Exercise aim: Please collect every line below that contains the string "mask", copying each one in full.

Dataset rows:
"""

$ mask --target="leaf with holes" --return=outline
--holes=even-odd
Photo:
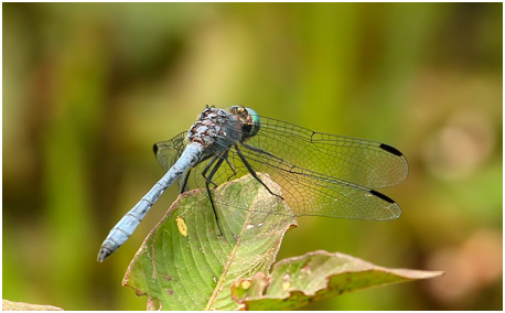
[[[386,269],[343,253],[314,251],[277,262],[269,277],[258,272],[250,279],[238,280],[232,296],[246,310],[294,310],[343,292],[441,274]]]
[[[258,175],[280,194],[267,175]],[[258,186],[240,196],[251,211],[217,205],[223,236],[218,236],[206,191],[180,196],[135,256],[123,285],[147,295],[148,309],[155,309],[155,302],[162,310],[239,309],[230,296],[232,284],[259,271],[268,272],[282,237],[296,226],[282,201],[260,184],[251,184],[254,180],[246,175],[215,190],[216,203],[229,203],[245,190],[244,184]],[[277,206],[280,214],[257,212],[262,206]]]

"""
"""

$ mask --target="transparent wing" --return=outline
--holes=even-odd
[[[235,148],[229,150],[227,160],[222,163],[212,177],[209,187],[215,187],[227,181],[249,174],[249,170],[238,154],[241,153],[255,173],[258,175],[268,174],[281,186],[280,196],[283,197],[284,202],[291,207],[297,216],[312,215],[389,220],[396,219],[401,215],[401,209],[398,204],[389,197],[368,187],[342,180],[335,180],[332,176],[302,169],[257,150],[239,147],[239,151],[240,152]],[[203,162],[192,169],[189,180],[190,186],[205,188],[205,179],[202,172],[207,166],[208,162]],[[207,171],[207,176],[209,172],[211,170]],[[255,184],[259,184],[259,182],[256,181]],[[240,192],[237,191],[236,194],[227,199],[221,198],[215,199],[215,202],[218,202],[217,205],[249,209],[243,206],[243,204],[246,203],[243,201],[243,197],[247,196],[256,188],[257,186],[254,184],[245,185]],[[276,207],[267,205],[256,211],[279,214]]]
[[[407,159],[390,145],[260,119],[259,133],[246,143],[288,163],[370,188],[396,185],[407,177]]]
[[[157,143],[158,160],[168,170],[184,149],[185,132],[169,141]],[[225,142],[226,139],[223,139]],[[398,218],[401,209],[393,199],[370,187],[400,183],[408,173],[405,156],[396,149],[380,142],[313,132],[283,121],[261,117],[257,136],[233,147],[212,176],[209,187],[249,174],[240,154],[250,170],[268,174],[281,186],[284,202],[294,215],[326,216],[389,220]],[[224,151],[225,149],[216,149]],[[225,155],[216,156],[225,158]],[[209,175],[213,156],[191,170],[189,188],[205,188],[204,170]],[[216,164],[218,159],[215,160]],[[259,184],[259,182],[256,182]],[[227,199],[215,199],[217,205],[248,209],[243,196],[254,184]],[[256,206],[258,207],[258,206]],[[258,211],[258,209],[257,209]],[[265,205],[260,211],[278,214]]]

"""
"""

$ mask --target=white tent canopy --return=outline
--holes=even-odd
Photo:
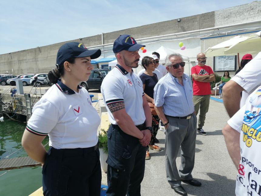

"""

Output for this exercise:
$ mask --target="leaf with holes" --return=outline
$ mask --target="transparent wing" --return=outline
$ mask --target=white tent canopy --return=outline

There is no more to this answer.